▶ Problem to solve:
Could you convert these records into a numbered list, leaving out any blank lines?

[START]

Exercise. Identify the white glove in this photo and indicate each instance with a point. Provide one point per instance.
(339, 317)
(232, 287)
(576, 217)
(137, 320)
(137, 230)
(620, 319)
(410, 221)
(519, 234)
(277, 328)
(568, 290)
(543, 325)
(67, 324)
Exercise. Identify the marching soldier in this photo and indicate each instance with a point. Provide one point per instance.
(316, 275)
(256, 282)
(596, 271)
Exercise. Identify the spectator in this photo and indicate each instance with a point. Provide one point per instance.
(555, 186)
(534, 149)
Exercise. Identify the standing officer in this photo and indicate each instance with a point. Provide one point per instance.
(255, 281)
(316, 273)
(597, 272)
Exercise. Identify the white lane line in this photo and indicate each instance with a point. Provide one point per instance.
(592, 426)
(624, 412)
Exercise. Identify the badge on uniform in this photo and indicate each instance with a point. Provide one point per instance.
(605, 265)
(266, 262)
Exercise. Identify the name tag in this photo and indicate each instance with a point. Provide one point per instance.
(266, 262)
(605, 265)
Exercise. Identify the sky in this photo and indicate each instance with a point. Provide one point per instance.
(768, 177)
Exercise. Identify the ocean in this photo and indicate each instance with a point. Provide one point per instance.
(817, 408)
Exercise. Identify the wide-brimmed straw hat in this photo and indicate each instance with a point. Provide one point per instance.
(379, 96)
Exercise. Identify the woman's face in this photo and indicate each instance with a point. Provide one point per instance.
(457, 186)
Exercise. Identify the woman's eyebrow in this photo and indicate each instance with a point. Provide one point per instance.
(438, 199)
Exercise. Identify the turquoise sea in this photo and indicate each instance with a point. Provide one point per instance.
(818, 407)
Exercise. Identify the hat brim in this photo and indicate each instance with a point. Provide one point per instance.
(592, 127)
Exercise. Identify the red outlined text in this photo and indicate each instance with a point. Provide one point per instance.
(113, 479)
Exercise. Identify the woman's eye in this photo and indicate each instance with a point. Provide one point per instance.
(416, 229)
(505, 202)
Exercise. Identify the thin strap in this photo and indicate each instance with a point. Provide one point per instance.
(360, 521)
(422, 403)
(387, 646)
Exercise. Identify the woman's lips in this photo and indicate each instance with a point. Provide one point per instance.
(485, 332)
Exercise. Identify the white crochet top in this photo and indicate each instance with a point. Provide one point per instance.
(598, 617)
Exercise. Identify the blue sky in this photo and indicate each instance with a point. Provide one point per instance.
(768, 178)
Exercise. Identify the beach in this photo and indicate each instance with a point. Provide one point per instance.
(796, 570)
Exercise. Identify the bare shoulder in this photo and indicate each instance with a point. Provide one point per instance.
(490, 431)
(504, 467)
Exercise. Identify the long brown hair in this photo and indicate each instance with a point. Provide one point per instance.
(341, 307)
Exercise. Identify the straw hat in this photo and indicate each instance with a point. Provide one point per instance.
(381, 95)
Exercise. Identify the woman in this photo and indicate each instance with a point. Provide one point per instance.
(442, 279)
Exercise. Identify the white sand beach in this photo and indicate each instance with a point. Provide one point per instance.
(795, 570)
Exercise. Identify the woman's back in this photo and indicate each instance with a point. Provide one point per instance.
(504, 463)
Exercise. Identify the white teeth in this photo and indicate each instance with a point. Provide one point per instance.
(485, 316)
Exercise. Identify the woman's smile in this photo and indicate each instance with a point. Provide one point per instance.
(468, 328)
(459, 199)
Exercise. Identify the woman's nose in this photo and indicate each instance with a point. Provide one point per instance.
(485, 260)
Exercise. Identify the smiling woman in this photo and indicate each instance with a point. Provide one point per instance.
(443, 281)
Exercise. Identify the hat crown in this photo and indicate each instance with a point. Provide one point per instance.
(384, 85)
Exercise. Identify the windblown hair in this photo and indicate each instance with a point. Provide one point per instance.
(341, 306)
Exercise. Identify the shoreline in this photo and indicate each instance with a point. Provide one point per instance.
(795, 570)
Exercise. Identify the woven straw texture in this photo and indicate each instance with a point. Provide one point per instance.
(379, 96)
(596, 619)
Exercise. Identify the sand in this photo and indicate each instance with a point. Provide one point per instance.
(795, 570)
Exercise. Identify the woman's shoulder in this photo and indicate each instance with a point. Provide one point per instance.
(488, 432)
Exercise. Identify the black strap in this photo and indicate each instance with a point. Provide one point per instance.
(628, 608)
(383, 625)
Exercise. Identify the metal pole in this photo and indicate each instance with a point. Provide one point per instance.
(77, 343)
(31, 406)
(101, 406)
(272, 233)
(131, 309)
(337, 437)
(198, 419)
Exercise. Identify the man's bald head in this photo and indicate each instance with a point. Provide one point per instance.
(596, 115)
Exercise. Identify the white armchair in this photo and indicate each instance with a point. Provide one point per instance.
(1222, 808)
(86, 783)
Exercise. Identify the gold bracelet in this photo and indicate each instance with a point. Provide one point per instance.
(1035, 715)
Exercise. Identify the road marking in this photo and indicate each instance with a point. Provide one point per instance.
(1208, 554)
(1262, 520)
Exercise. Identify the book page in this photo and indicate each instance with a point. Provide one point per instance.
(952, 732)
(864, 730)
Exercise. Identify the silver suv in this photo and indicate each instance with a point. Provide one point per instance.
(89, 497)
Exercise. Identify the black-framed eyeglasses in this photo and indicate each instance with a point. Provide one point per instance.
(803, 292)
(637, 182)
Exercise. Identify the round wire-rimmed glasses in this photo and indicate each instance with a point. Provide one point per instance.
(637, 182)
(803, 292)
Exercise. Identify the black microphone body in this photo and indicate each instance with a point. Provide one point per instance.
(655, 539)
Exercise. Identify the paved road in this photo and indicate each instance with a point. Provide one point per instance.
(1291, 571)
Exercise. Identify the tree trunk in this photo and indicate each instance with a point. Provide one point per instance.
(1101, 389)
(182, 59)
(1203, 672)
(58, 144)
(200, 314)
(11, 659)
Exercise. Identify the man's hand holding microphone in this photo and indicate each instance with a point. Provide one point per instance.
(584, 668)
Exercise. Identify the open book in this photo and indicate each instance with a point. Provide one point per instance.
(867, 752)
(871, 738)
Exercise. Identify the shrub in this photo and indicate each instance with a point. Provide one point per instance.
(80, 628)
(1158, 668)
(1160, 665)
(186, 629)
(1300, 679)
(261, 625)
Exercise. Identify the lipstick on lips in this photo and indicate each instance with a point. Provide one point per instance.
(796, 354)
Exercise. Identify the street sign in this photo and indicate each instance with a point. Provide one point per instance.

[END]

▶ Response below:
1. Exercise. Identify the white glove in this photo and indicate each instance with a point. Provide one point per instance.
2. (339, 317)
3. (232, 287)
4. (576, 217)
5. (137, 320)
6. (137, 230)
7. (620, 319)
8. (410, 221)
9. (519, 234)
10. (277, 328)
11. (568, 290)
12. (543, 325)
13. (67, 324)
14. Exercise. Identify the marching soldier in this photo and indicate each instance with a point. Provide one point per instance.
15. (316, 275)
16. (256, 282)
17. (596, 271)
18. Exercise. Identify the spectator in this photo and indicate each instance with a point. Provide one point per instance.
19. (555, 186)
20. (534, 149)
21. Exercise. Identify the standing officer in this photo and indicate each instance with a point. Provide one point per instance.
22. (255, 281)
23. (316, 273)
24. (597, 272)
25. Exercise. Identify the white lane line in this photo and indicate each instance with a point. Provide one point per instance.
26. (592, 426)
27. (624, 412)
28. Exercise. Identify the badge on uniform in this photo and indicate each instance with a point. Provide one point per instance.
29. (605, 265)
30. (266, 262)
31. Exercise. Identify the name tag in this photo and indicate each instance with a point. Provide one point per instance.
32. (266, 262)
33. (605, 265)
34. Exercise. Identify the sky in this photo and indicate each instance with a point. Provide one point per instance.
35. (768, 177)
36. Exercise. Identify the ocean in this photo and indicate each instance with a point. Provide one point per instance.
37. (817, 408)
38. Exercise. Identify the wide-brimmed straw hat in this photo and indicate each instance with a point. Provide one point per instance.
39. (379, 96)
40. Exercise. Identify the woman's face in this photo and indicate each instance with a point. Provide one point per instance.
41. (457, 186)
42. Exercise. Identify the woman's eyebrow in this photo and indicate each instance with a point. Provide one point per instance.
43. (438, 199)
44. Exercise. Identify the turquoise sea in this photo and indicate each instance with a point. Provide one point per instance.
45. (818, 407)
46. Exercise. Identify the hat brim in this photo and indicate each instance with a point. Provide one point per instance.
47. (592, 127)
48. Exercise. Identify the red outlined text in this photo and indicate each instance with a point. Provide one point per instance.
49. (113, 479)
50. Exercise. Identify the woman's eye in this photo and indicate each instance with a point. Provide one point per instance.
51. (416, 229)
52. (505, 202)
53. Exercise. Identify the thin strap in this photo and indicate each instance with a point. Provide one point per instance.
54. (360, 521)
55. (422, 403)
56. (387, 646)
57. Exercise. Identify the woman's lips in this photo and indicate each instance with a point. Provide one point per instance.
58. (485, 332)
59. Exercise. Identify the white crochet top in this photo and indicate each instance with a point. Provide one point per instance.
60. (598, 617)
61. Exercise. Identify the blue sky in this photo and indicate each instance with a point. Provide one point per instance.
62. (768, 178)
63. Exercise. Identify the beach in this photo and indicate each instance with a point. Provide one point per instance.
64. (796, 570)
65. Exercise. Identify the bare shoulder in this photo and indicate each instance with a point. Provide one point per instance.
66. (490, 431)
67. (504, 467)
68. Exercise. Identify the long brown hair in this photo and indicate each instance with a point. Provide one point per instance.
69. (341, 307)
70. Exercise. Identify the straw hat in this photo and indicate each instance with a point. Provide one point per instance.
71. (381, 95)
72. Exercise. Identify the woman in this photo and indicate each instance with a point. Provide one point per instance.
73. (442, 279)
74. Exercise. Identify the white sand beach in this photo and indicate each instance with a point. Provide one point per instance.
75. (795, 570)
76. Exercise. Identify the woman's back in this photo and indicate each instance with a point. Provide one point per instance.
77. (504, 463)
78. Exercise. Identify the white teeth in this photo and indicate each instance with a point. Provide one point per instance.
79. (485, 316)
80. Exercise. Identify the woman's smile in this photo and indicate each instance with a point. Provide one point per instance.
81. (468, 328)
82. (459, 199)
83. Exercise. Identify the woman's nose in this photo and indicate each instance with a point. Provide one point per instance.
84. (485, 260)
85. Exercise. Identify the smiling woman in this photo and indicate each instance with a point. Provide one point per instance.
86. (443, 281)
87. Exercise. Identify the hat crown in this photo and indicate each instance with a point. Provide one point per instance.
88. (384, 85)
89. Exercise. Identify the windblown hair in this photo and indicate each instance with a point. Provide one point per instance.
90. (341, 306)
91. Exercise. Identify the shoreline in this photo and indicate each instance with a point. Provide one point per instance.
92. (795, 570)
93. Exercise. Identify the woven straw texture in this photo and indicate each instance with a point. Provide one point per instance.
94. (379, 96)
95. (596, 619)
96. Exercise. Identify the sand in this photo and indicate each instance with a point. Provide one point per instance.
97. (795, 570)
98. Exercise. Identify the woman's shoulder in this photo and indicate each instance with a point. Provide one point per instance.
99. (488, 432)
100. Exercise. Identify the black strap in this photo and indicate each instance with a point. Provide one point per instance.
101. (628, 608)
102. (383, 625)
103. Exercise. Identify the metal pole in this photo and indicate each instance with a point. Provide one point per instance.
104. (77, 343)
105. (31, 406)
106. (101, 406)
107. (272, 233)
108. (131, 309)
109. (337, 437)
110. (198, 419)
111. Exercise. Identify the man's bald head in this photo and indicate each instance with a point. Provide one point per instance.
112. (596, 115)
113. Exercise. Identify the white armchair in this photo and indicate each instance with a point. Provide one point per instance.
114. (1222, 808)
115. (86, 783)
116. Exercise. Identify the gold bracelet in this photo and indicate each instance with a point. Provide one point per instance.
117. (1035, 715)
118. Exercise. Identify the road marking in this photo and indicate each instance with a point. Provide one point per instance.
119. (1208, 554)
120. (1262, 520)
121. Exercise. Identify the book page in this photo and indicate each instance with a point. Provide one point per instance.
122. (952, 732)
123. (864, 730)
124. Exercise. Identify the silver suv in this photo and indicate each instance with a point. Provide one point per instance.
125. (89, 497)
126. Exercise. Identify the black-framed eyeglasses in this photo and indicate each instance with a point. Provide one point per instance.
127. (803, 292)
128. (637, 182)
129. Exercise. Identify the round wire-rimmed glasses in this photo and indicate each instance with a point. Provide one point per instance.
130. (637, 182)
131. (803, 292)
132. Exercise. Identify the black microphone body in this photo and indicate each instance with a point. Provide one point per instance.
133. (655, 539)
134. Exercise. Identify the paved road in this photo and indicate each instance with a point. Provide one point per instance.
135. (1291, 571)
136. Exercise. Identify the tree trunk in this photo and indicate each instance with a point. Provide one point per instance.
137. (1101, 389)
138. (182, 59)
139. (1203, 672)
140. (58, 144)
141. (200, 314)
142. (11, 659)
143. Exercise. Identify the man's hand holding microphone in this photo and indicate each instance with a point. Provide one point per instance.
144. (584, 668)
145. Exercise. Identify the open book in this photo and indicate each instance with a point. Provide one point per instance.
146. (867, 752)
147. (871, 738)
148. Exercise. Identify the shrub in this photo and indicate each instance with a point. Provide one point per instance.
149. (80, 628)
150. (1158, 668)
151. (1160, 665)
152. (186, 629)
153. (1300, 679)
154. (261, 625)
155. Exercise. Identify the lipstick on lips in this photo and indicate each instance with a point. Provide one point per instance.
156. (796, 354)
157. Exercise. Identify the street sign in this photo and indicate each instance with a point. Provide one point per instance.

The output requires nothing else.